| WORK REQUEST |
Reproduce the records word for word, leaving out any pictures they hold.

| MATERIAL FOR THE TASK |
★ ★ ★
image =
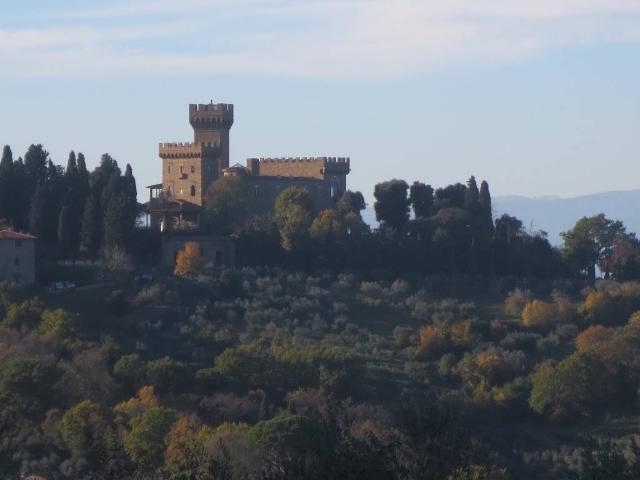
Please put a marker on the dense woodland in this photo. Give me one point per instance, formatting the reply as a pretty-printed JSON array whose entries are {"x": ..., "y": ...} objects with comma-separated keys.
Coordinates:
[{"x": 444, "y": 345}]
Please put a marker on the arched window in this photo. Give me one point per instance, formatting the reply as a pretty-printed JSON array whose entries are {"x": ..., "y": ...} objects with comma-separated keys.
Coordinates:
[{"x": 334, "y": 187}]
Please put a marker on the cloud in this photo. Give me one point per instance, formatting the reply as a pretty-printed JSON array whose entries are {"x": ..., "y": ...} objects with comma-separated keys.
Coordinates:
[{"x": 349, "y": 38}]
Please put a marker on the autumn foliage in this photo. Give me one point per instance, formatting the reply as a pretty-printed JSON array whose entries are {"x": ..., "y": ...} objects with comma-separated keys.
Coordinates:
[{"x": 189, "y": 260}]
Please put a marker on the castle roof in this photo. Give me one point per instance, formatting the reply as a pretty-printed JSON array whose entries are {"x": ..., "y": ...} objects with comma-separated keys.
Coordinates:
[{"x": 11, "y": 234}]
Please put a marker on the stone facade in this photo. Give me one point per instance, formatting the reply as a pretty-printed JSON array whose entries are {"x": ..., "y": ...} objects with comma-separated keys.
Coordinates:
[
  {"x": 17, "y": 257},
  {"x": 189, "y": 169},
  {"x": 217, "y": 252}
]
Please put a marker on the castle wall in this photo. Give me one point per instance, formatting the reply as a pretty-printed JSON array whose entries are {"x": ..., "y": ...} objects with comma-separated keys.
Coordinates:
[
  {"x": 216, "y": 251},
  {"x": 264, "y": 190},
  {"x": 179, "y": 175},
  {"x": 18, "y": 261}
]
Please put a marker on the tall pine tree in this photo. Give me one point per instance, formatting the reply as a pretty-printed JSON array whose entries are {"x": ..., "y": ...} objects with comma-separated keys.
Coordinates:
[
  {"x": 6, "y": 185},
  {"x": 487, "y": 209}
]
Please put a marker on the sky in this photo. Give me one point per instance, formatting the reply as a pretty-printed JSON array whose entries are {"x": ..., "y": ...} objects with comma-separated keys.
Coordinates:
[{"x": 538, "y": 97}]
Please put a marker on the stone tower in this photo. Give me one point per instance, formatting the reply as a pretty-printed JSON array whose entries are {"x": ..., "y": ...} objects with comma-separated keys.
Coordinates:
[{"x": 189, "y": 168}]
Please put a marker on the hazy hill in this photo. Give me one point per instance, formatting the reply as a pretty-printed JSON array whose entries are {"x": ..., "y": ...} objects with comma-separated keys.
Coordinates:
[{"x": 555, "y": 214}]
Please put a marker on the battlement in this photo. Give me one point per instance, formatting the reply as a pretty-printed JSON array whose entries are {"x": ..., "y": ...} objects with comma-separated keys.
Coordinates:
[
  {"x": 303, "y": 167},
  {"x": 211, "y": 116},
  {"x": 323, "y": 160},
  {"x": 188, "y": 150}
]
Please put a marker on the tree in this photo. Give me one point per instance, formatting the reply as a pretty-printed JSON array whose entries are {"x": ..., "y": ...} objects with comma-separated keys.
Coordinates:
[
  {"x": 189, "y": 260},
  {"x": 146, "y": 441},
  {"x": 66, "y": 230},
  {"x": 91, "y": 228},
  {"x": 38, "y": 212},
  {"x": 486, "y": 213},
  {"x": 577, "y": 386},
  {"x": 392, "y": 203},
  {"x": 83, "y": 430},
  {"x": 471, "y": 195},
  {"x": 6, "y": 184},
  {"x": 294, "y": 215},
  {"x": 328, "y": 226},
  {"x": 590, "y": 242},
  {"x": 350, "y": 202},
  {"x": 227, "y": 205},
  {"x": 421, "y": 197}
]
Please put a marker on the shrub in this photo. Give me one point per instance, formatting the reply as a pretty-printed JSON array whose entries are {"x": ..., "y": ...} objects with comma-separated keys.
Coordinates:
[{"x": 516, "y": 301}]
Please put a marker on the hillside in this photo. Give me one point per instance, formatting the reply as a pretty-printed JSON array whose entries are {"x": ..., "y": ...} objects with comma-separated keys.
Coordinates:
[{"x": 555, "y": 214}]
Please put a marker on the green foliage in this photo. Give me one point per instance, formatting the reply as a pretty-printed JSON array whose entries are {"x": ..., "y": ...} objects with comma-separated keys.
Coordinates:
[
  {"x": 227, "y": 205},
  {"x": 392, "y": 203},
  {"x": 25, "y": 388},
  {"x": 577, "y": 386},
  {"x": 83, "y": 429},
  {"x": 166, "y": 375},
  {"x": 146, "y": 441},
  {"x": 590, "y": 242},
  {"x": 293, "y": 212}
]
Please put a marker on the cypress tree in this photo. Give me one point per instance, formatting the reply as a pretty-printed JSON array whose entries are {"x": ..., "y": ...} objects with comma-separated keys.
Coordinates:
[
  {"x": 21, "y": 196},
  {"x": 38, "y": 212},
  {"x": 67, "y": 236},
  {"x": 91, "y": 219},
  {"x": 131, "y": 193},
  {"x": 421, "y": 197},
  {"x": 35, "y": 164},
  {"x": 471, "y": 194},
  {"x": 487, "y": 209},
  {"x": 6, "y": 185},
  {"x": 115, "y": 221}
]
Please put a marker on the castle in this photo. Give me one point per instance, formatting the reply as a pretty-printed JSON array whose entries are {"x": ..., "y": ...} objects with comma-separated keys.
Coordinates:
[{"x": 189, "y": 169}]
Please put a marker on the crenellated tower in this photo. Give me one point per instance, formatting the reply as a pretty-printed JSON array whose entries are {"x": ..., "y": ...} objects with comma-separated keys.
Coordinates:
[
  {"x": 211, "y": 124},
  {"x": 189, "y": 168}
]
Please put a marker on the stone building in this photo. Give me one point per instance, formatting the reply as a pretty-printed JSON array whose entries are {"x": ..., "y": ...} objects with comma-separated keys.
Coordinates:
[
  {"x": 217, "y": 252},
  {"x": 17, "y": 257},
  {"x": 189, "y": 169}
]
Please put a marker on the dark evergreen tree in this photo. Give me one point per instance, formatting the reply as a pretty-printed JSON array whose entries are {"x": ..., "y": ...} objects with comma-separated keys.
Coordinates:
[
  {"x": 486, "y": 208},
  {"x": 350, "y": 202},
  {"x": 471, "y": 194},
  {"x": 116, "y": 221},
  {"x": 392, "y": 203},
  {"x": 6, "y": 185},
  {"x": 451, "y": 196},
  {"x": 38, "y": 211},
  {"x": 22, "y": 195},
  {"x": 421, "y": 197},
  {"x": 91, "y": 225},
  {"x": 35, "y": 164},
  {"x": 131, "y": 194},
  {"x": 67, "y": 236}
]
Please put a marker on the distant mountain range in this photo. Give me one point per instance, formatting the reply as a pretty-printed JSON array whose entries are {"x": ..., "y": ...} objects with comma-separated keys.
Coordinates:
[{"x": 554, "y": 214}]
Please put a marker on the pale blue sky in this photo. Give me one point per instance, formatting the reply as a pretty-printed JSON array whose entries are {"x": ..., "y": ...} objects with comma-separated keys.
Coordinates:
[{"x": 539, "y": 97}]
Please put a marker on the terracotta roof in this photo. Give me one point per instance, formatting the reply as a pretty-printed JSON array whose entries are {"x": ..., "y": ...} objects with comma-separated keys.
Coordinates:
[{"x": 10, "y": 234}]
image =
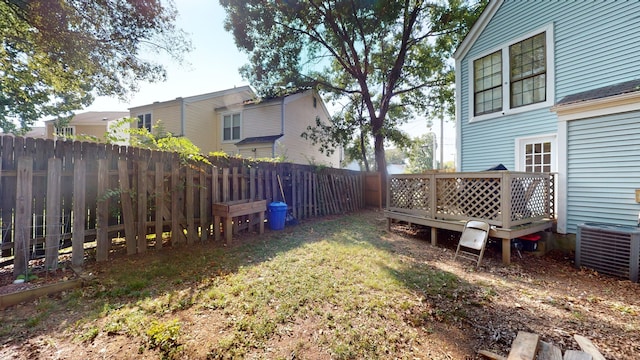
★ ★ ★
| SOLUTION |
image =
Please put a marker on the dense woodland in this photo. Give me one point per instance, formatting the reply as a pretty-printed JSON array whose entries are {"x": ..., "y": ...} objects with comma-separated keys.
Coordinates:
[{"x": 444, "y": 345}]
Please put a marker on the arched window in this photo. Give me one point per instance, formatting the reply as a pretty-printed JSON array whose entries are {"x": ..., "y": ...} objects with comma-separated keys.
Coordinates:
[{"x": 334, "y": 187}]
Please put a marker on the cloud in this photo. Give me one point per instance, formatting the reply as a pretty-printed JSON array whose entries are {"x": ..., "y": ...} objects with comma-separated keys.
Coordinates:
[{"x": 349, "y": 38}]
Please put a marker on the autumn foliage in this photo. Give me one point per instance, formatting the reply as a pretty-printed JSON array whose entries are {"x": ..., "y": ...} objects with comma-separated keys.
Coordinates:
[{"x": 189, "y": 260}]
Please put a marker on the castle roof in this photo. Give me one point per instance, formatting the reply as a pretty-printed JSON array whose entries are {"x": ..., "y": ...} objects with comma-separated keys.
Coordinates:
[{"x": 11, "y": 234}]
Please put a marker on the stone facade in this photo. Give me one point per instance, formatting the reply as a pretty-printed JSON array whose entries are {"x": ..., "y": ...} objects with comma-separated keys.
Coordinates:
[
  {"x": 17, "y": 257},
  {"x": 189, "y": 169},
  {"x": 217, "y": 252}
]
Please put a marker on the castle wall in this photo. Give me one point per instance, formatting the reply as a pretty-printed JSON array whose entries are {"x": ..., "y": ...} objects with comma-separated keys.
Coordinates:
[
  {"x": 216, "y": 251},
  {"x": 264, "y": 190},
  {"x": 179, "y": 175},
  {"x": 18, "y": 261}
]
Please put a marker on the tall pine tree in this photo. Give me one point per instance, formatting the reply as a pretty-printed JSON array whose entries are {"x": ..., "y": ...} objects with comma-separated keys.
Coordinates:
[
  {"x": 6, "y": 185},
  {"x": 487, "y": 209}
]
Please put a marker on the sky in this photo. Give me one point per instance, formatting the reply as a pretty-printed JSON array whose entries are {"x": ..., "y": ...} objects with comma-separated keys.
Coordinates:
[{"x": 538, "y": 97}]
Please put a marker on the stone tower in this photo. Give me one point per instance, formatting the reply as a pretty-printed JSON array whose entries are {"x": ..., "y": ...} objects with comma-separated keys.
Coordinates:
[{"x": 189, "y": 168}]
Please put a marker on the hazy hill in this photo. Give me one point per instance, formatting the reply as a pretty-printed JSON array whose entries are {"x": ..., "y": ...} objects with comma-separated keys.
Coordinates:
[{"x": 555, "y": 214}]
Please put a marker on the battlement in this photo. Give me one point per instance, formatting the reply as a pretty-printed JSON array whose entries are {"x": ..., "y": ...} objects with comma-separated keys.
Coordinates:
[
  {"x": 303, "y": 167},
  {"x": 211, "y": 116},
  {"x": 323, "y": 160},
  {"x": 188, "y": 150}
]
Please put a marker on the tree in this photo. Give me one point per instance, formatting the reply as a pretty-printed JSON array whose entries are {"x": ..., "y": ...} objects with comma-separated keys.
Coordinates:
[
  {"x": 189, "y": 260},
  {"x": 146, "y": 441},
  {"x": 66, "y": 230},
  {"x": 91, "y": 228},
  {"x": 38, "y": 212},
  {"x": 486, "y": 213},
  {"x": 577, "y": 386},
  {"x": 392, "y": 203},
  {"x": 83, "y": 430},
  {"x": 471, "y": 195},
  {"x": 6, "y": 184},
  {"x": 294, "y": 215},
  {"x": 328, "y": 226},
  {"x": 590, "y": 242},
  {"x": 350, "y": 202},
  {"x": 227, "y": 205},
  {"x": 421, "y": 197}
]
Please put a marker on the shrub in this photo. Give me one point per instance, formatting the reply as a pretty-printed JSON array whose entries are {"x": ..., "y": ...} objects with comma-separated keys.
Coordinates:
[{"x": 516, "y": 301}]
Please put a marker on the hillside in this photo. Give me one point per instance, formatting the reply as a pretty-printed JSON array whose entries are {"x": ..., "y": ...} objects with comma-separated keys.
Coordinates:
[{"x": 555, "y": 214}]
Please put a marker on the green foliage in this photo. Give me one point per instance, formatting the reply as a pretty-printed JSON array whose entries are {"x": ..., "y": ...} objects with comma-separated keys.
Coordinates:
[
  {"x": 227, "y": 205},
  {"x": 392, "y": 203},
  {"x": 25, "y": 388},
  {"x": 577, "y": 386},
  {"x": 83, "y": 429},
  {"x": 166, "y": 375},
  {"x": 146, "y": 441},
  {"x": 590, "y": 242},
  {"x": 293, "y": 212}
]
Please put a marker on the cypress tree in this photo. Give me one point per instance, formatting the reply as a pretty-printed JSON array whose entries are {"x": ..., "y": ...} objects with comma-separated keys.
Coordinates:
[
  {"x": 21, "y": 196},
  {"x": 38, "y": 212},
  {"x": 67, "y": 236},
  {"x": 91, "y": 219},
  {"x": 131, "y": 193},
  {"x": 421, "y": 197},
  {"x": 35, "y": 164},
  {"x": 471, "y": 194},
  {"x": 487, "y": 209},
  {"x": 6, "y": 185},
  {"x": 115, "y": 221}
]
Please put a marker on the castle in this photo. Give me one point per instance, formatting the reply as a pretty-printed JSON array whose entries are {"x": ..., "y": ...} objects with comma-separated keys.
Coordinates:
[{"x": 189, "y": 169}]
Please put a marker on the crenellated tower in this photo. Give me one point per instance, formatting the reply as a pretty-printed JSON array whose entries are {"x": ..., "y": ...} objects with comma-separated keys.
Coordinates:
[
  {"x": 211, "y": 124},
  {"x": 189, "y": 168}
]
Please put a marker on the stone building in this photo. Give me one point per instance, formatting the reply as a pretty-printed JSON array whose entries are {"x": ..., "y": ...} objects with comma-separated keys.
Coordinates:
[
  {"x": 217, "y": 252},
  {"x": 17, "y": 257},
  {"x": 189, "y": 169}
]
Please put a marker on the dark evergreen tree in this photo. Give me one point per instance, formatting the reply as a pretty-printed JSON array whose entries are {"x": ..., "y": ...} objects with comma-separated keys.
Coordinates:
[
  {"x": 486, "y": 208},
  {"x": 350, "y": 202},
  {"x": 471, "y": 194},
  {"x": 116, "y": 221},
  {"x": 392, "y": 203},
  {"x": 6, "y": 185},
  {"x": 451, "y": 196},
  {"x": 38, "y": 211},
  {"x": 22, "y": 195},
  {"x": 421, "y": 197},
  {"x": 91, "y": 225},
  {"x": 35, "y": 164},
  {"x": 131, "y": 194},
  {"x": 67, "y": 236}
]
Please put a marker on the distant mountain range in this photo. Give me one point per instance, formatting the reply as a pretty-printed JSON array whose entries are {"x": ..., "y": ...} objects with comma-separated keys.
Coordinates:
[{"x": 554, "y": 214}]
Please put a marker on the pale blue sky in this photo. Give me one point per instance, formatting the reply as a pretty-printed JSON array whose entries are {"x": ..., "y": ...} objects with comma-separated keys.
Coordinates:
[{"x": 539, "y": 97}]
Please put a marker on the terracotta roof in this photo. Give me one point per instance, formatting the reply as a pretty-printed JSON array whose entries are {"x": ..., "y": ...} objects with comma-separated keys.
Coordinates:
[{"x": 10, "y": 234}]
image =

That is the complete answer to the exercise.